Instructions for the task
Reproduce the entries below in full, word for word.

______________________________

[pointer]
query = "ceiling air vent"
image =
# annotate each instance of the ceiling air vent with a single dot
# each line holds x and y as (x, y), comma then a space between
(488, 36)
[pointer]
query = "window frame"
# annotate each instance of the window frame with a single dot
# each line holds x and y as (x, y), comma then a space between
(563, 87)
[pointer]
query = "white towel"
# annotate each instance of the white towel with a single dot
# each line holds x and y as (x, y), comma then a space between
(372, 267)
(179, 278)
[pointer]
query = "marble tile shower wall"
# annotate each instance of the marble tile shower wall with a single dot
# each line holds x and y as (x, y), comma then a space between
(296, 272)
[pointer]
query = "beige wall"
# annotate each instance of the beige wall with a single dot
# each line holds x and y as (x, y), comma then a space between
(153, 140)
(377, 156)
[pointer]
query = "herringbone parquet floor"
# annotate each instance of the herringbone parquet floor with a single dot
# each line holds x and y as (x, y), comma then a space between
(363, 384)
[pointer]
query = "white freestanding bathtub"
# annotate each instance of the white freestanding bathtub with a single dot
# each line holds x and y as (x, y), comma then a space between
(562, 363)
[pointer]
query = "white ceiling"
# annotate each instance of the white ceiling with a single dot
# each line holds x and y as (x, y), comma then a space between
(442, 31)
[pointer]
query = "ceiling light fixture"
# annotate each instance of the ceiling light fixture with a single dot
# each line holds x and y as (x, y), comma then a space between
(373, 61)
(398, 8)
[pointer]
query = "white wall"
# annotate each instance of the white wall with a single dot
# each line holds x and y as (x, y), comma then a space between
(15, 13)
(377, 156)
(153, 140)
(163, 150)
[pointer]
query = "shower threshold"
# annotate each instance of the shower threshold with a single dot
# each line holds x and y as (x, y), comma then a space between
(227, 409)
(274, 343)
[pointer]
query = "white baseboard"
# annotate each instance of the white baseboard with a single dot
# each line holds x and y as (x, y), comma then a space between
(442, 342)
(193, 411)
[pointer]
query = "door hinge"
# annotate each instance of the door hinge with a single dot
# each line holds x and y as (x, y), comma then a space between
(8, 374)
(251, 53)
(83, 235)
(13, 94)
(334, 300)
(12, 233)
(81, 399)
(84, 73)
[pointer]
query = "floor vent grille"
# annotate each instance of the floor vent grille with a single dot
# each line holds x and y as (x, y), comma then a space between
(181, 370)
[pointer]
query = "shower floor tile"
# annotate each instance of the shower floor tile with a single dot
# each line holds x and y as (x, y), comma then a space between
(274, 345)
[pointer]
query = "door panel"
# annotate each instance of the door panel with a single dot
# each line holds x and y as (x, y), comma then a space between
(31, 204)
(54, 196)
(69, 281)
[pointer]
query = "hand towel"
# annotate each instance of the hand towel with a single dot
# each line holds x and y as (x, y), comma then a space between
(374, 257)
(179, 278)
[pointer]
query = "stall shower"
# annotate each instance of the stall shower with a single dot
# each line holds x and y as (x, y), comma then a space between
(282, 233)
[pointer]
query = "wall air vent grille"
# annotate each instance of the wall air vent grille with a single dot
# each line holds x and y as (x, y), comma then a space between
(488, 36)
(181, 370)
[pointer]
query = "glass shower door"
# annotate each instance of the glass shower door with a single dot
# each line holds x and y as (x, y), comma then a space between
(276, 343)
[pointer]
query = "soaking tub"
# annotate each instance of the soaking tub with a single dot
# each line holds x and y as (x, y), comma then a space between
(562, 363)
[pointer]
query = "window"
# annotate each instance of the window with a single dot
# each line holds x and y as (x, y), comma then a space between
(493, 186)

______________________________

Solution for this task
[pointer]
query = "ceiling air vent"
image =
# annotate each instance of the ceiling air vent with a single dot
# each line holds x and y as (x, y), comma then a space between
(488, 36)
[pointer]
query = "window frame"
# annotate each instance of the window frame with a single dot
# each line holds x and y as (x, y), comma then a space between
(563, 87)
[pointer]
query = "white towel"
# annotate each instance of the white towel with a single dot
# each line holds x and y as (x, y), comma then a space between
(372, 267)
(179, 278)
[pointer]
query = "marble tile shower wall"
# annotate each instance of the marble tile shower wall with a single dot
# each line holds x and y as (x, y), comma then a space between
(296, 272)
[pointer]
query = "beige wall"
# annotate each instance of the beige wall with a single dot
# each line holds x and y as (x, y), comma then a space between
(153, 140)
(377, 156)
[pointer]
query = "herringbone parquet floor"
# annotate each instance of the herringbone parquet floor with a single dot
# each line holds x and y as (x, y), comma then a space between
(363, 384)
[pointer]
query = "white freestanding bathtub"
# annotate each instance of the white freestanding bathtub with a single dot
# each line holds x and y as (x, y), comma then a space between
(562, 363)
[pointer]
query = "white ceiling"
# annotate each instance of the white ceiling with a single dot
# each line holds x and y as (x, y), comma then a space between
(442, 31)
[pointer]
query = "ceiling light fixture"
# annotate each instance of the ceiling light fixture with a single dot
# each line holds x and y as (x, y), comma then a space between
(373, 61)
(398, 8)
[pointer]
query = "white wall"
# annotate each instance of the white wall with a single dot
# each line holds x and y as (x, y), comma then a space between
(15, 13)
(377, 156)
(153, 140)
(163, 150)
[pointer]
query = "shower threshold"
# annotate each instance of the shower threshold with a single dot
# each line holds x and y as (x, y), comma then a space between
(227, 409)
(274, 343)
[pointer]
query = "white baseboard"
# annotate each instance of the white baseboard with a single dot
# each line holds x and y as (x, y), comma then a space between
(442, 342)
(193, 411)
[pointer]
query = "door hinge"
# annotate each instance of the door hinge with a single dot
# each line holds x and y as (x, y), comma then a space between
(8, 374)
(251, 53)
(83, 235)
(13, 94)
(334, 300)
(12, 233)
(81, 399)
(84, 73)
[pointer]
query = "floor vent grille"
# annotate each instance of the floor vent grille with a single dot
# each line holds x and y as (x, y), comma then a space between
(181, 370)
[pointer]
query = "shower floor tile"
# annotate each instance of the shower floor tile with a single dot
# each line holds x and y as (x, y), comma then a space between
(274, 345)
[pointer]
query = "door panel"
# annotate each instance of the door panel with a single dot
# each line holds x and y as (x, y), comma then a space between
(31, 204)
(54, 196)
(69, 281)
[pointer]
query = "hand towel"
# annotate each instance of the hand towel with a single dot
# each line holds x and y as (x, y), comma then a space between
(374, 257)
(179, 278)
[pointer]
query = "stall shower"
# annotate each instance of the stall shower with a single dot
# each line holds x and y as (x, y), comma then a space between
(282, 233)
[pointer]
query = "wall air vent grille"
# annotate each instance of the wall air vent grille with a single dot
# each line holds x and y as (x, y), comma then a space between
(488, 36)
(181, 370)
[pointer]
query = "glass shower door"
# annotate each instance of the glass shower door with a single dot
# each line holds x and y as (x, y), comma then a space between
(276, 343)
[pointer]
query = "soaking tub"
# annotate each instance of the soaking tub with a single dot
# each line holds x and y as (x, y), comma then a space between
(562, 363)
[pointer]
query = "window"
# annotate each instance of the window with a single dot
# each line holds x and y as (x, y), comma then a space between
(493, 186)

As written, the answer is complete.